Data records

———

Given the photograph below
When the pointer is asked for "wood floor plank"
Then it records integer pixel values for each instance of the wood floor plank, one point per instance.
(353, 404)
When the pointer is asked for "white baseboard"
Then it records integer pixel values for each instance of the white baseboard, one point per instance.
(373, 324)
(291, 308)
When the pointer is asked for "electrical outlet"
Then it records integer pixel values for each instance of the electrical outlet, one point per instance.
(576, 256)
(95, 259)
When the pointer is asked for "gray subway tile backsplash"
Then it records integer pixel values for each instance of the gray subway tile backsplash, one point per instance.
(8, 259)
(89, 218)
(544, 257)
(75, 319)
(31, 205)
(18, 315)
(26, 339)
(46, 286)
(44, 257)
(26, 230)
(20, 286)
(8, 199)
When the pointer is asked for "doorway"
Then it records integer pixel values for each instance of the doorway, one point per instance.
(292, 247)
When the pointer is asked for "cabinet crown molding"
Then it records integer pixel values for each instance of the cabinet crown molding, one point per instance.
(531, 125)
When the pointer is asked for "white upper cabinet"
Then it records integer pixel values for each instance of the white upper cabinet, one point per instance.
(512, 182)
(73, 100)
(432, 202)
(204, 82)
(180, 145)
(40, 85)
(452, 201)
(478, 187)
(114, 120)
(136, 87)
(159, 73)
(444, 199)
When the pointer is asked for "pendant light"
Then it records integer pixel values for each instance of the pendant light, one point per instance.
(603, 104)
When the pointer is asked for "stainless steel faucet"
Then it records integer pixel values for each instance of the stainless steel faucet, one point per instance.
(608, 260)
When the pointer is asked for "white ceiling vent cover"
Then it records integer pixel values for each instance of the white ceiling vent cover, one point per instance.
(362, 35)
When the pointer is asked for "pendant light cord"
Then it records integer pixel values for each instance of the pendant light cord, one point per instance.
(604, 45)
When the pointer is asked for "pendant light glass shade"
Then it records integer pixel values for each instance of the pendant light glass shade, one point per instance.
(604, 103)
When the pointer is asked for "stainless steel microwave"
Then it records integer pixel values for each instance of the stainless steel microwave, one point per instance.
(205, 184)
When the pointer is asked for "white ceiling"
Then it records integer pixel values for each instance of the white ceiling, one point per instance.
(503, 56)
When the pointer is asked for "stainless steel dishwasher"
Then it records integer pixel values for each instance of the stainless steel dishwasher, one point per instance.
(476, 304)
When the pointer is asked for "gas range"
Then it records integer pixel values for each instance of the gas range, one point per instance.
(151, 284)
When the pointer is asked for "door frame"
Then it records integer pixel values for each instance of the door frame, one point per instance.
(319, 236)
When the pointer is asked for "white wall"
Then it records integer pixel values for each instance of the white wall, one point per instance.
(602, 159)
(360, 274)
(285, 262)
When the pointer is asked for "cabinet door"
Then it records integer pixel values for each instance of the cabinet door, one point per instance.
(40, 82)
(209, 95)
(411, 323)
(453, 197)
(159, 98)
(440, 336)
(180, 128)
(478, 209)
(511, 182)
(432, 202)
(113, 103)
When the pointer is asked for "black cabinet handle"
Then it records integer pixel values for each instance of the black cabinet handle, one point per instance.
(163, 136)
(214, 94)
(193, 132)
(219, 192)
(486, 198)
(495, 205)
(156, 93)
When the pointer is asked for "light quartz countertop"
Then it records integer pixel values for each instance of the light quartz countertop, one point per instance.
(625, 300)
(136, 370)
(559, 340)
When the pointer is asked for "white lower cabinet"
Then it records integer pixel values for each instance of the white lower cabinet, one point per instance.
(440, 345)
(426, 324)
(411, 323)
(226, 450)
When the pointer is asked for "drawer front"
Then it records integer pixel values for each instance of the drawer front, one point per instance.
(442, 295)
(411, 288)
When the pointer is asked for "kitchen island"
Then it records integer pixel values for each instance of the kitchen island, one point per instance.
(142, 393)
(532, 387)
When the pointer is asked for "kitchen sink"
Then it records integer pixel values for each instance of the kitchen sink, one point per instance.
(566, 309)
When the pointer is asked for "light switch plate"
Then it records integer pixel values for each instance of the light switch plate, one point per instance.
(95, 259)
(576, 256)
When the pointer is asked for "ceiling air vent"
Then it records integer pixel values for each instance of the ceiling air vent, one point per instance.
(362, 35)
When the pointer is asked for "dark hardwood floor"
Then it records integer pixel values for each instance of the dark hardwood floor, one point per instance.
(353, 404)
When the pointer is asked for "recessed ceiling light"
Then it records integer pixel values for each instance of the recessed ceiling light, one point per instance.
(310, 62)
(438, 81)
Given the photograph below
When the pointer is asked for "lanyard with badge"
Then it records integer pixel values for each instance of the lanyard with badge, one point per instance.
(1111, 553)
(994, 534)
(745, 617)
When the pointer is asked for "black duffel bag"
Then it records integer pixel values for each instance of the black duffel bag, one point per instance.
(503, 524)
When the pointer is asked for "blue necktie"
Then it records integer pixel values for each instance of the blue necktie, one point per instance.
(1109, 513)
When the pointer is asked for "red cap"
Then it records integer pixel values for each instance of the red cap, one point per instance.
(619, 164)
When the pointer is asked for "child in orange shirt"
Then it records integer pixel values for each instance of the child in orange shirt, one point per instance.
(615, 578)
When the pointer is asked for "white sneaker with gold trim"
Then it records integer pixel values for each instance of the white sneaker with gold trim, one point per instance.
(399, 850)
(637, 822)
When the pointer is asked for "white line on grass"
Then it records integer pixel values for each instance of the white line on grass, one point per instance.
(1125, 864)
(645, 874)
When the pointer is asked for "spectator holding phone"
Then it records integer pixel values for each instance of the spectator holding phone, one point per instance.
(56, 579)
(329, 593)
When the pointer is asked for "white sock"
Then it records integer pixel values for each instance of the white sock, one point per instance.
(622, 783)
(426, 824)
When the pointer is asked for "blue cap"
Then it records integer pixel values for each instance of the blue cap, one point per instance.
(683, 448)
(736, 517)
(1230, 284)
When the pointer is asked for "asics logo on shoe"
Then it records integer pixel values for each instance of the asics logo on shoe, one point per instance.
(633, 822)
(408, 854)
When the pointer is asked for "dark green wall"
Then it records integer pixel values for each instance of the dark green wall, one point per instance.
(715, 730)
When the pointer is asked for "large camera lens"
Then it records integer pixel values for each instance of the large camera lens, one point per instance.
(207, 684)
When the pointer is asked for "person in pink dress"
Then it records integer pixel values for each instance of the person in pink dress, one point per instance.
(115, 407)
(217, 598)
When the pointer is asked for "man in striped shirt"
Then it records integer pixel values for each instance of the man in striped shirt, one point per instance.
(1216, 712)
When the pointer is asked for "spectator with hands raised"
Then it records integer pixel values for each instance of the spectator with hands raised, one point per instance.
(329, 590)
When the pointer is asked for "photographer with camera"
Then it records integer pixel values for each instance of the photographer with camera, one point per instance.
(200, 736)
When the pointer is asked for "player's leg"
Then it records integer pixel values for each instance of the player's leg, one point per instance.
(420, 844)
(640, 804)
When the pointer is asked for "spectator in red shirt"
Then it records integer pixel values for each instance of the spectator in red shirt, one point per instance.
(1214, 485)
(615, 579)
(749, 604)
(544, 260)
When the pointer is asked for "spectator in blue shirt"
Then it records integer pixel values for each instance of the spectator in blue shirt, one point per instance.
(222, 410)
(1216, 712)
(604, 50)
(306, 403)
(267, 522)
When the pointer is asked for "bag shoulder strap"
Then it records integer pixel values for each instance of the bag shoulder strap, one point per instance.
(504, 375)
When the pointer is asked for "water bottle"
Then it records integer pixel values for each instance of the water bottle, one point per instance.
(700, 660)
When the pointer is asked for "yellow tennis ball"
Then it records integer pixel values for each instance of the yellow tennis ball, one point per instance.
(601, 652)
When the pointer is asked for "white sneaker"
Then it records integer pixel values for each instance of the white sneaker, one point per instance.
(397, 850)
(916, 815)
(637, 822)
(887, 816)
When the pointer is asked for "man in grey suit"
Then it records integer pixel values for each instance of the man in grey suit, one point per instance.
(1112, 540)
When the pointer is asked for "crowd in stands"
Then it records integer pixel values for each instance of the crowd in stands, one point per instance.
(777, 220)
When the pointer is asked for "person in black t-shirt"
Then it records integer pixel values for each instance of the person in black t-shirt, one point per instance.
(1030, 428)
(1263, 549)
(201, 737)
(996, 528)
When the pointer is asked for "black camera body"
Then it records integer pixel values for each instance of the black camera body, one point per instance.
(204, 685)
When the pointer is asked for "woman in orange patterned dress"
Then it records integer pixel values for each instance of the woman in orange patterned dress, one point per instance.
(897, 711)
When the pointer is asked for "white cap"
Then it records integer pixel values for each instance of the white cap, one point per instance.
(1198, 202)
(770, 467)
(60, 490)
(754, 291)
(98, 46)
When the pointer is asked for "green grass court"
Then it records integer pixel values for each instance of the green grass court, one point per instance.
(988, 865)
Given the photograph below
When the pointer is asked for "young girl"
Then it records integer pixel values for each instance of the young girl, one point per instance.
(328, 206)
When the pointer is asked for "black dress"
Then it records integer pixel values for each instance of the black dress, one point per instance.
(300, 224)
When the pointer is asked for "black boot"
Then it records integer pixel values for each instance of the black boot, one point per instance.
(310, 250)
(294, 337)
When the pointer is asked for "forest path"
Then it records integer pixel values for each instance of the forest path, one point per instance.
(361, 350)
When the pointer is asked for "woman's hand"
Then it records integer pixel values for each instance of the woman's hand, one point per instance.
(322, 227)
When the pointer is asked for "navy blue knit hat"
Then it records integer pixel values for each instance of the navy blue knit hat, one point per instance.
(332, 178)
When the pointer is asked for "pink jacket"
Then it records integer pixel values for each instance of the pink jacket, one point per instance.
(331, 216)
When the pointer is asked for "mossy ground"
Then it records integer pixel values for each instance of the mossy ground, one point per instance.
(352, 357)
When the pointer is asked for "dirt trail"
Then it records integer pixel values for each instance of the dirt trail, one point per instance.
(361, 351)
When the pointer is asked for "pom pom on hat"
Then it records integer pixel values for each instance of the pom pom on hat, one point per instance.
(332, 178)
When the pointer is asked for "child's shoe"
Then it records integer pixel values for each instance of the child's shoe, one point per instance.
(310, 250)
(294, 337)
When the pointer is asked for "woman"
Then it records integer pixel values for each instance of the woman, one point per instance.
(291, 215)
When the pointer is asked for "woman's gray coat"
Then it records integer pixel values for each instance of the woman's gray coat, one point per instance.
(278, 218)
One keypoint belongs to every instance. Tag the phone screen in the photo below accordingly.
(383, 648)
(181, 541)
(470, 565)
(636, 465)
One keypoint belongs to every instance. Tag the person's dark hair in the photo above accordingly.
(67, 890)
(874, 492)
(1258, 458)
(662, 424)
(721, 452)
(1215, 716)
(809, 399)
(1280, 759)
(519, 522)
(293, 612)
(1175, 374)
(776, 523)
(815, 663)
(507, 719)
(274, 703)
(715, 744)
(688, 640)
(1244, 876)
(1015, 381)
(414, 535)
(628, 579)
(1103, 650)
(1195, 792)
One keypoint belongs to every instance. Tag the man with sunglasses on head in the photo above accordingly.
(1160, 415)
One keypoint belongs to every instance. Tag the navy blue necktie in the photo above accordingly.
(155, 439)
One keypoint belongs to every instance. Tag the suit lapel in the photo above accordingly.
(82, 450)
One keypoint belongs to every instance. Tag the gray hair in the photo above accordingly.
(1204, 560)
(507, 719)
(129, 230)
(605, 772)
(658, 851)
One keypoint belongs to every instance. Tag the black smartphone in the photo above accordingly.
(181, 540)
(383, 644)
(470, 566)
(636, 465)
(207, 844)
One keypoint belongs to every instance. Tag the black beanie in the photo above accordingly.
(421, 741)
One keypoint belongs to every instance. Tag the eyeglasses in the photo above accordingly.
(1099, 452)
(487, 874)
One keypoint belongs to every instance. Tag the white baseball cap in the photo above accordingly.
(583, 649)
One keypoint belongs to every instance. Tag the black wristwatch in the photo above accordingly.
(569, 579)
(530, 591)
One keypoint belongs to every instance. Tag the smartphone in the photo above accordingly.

———

◆ Exercise directions
Turn the stretch of the listing from the line containing "One keypoint belongs to every instance. Tag the person's" through the line containing "(1195, 792)" into a numbered list, leaving out any blank lines.

◆ Response
1. One keypoint belongs to every instance. Tag the person's dark hair in the photo above accordingly.
2. (67, 890)
3. (874, 492)
4. (1258, 458)
5. (662, 424)
6. (721, 452)
7. (1215, 716)
8. (809, 399)
9. (1280, 759)
10. (519, 522)
11. (293, 612)
12. (1175, 374)
13. (776, 523)
14. (815, 663)
15. (507, 719)
16. (274, 703)
17. (715, 744)
18. (688, 640)
19. (1244, 876)
20. (1015, 381)
21. (414, 535)
22. (628, 579)
23. (1103, 650)
24. (1195, 792)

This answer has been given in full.